* **AIM OF THE TASK**
Please rewrite the lines, substituting "single point" for each occurrence of "single dot" and leaving everything else unchanged.

-- START OF RECORDS SHOWN --

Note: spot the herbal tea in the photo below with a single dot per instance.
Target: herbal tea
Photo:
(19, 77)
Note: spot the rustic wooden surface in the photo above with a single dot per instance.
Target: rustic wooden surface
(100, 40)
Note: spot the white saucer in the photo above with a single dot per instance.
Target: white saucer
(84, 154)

-- END OF RECORDS SHOWN --

* **WRITTEN SOLUTION**
Note: spot the herbal tea in the photo below with a single point per instance.
Target: herbal tea
Photo:
(19, 77)
Note: spot the rustic wooden surface in the photo above with a single point per instance.
Target: rustic wooden surface
(100, 40)
Note: spot the white saucer in the photo above with a single point per instance.
Target: white saucer
(84, 154)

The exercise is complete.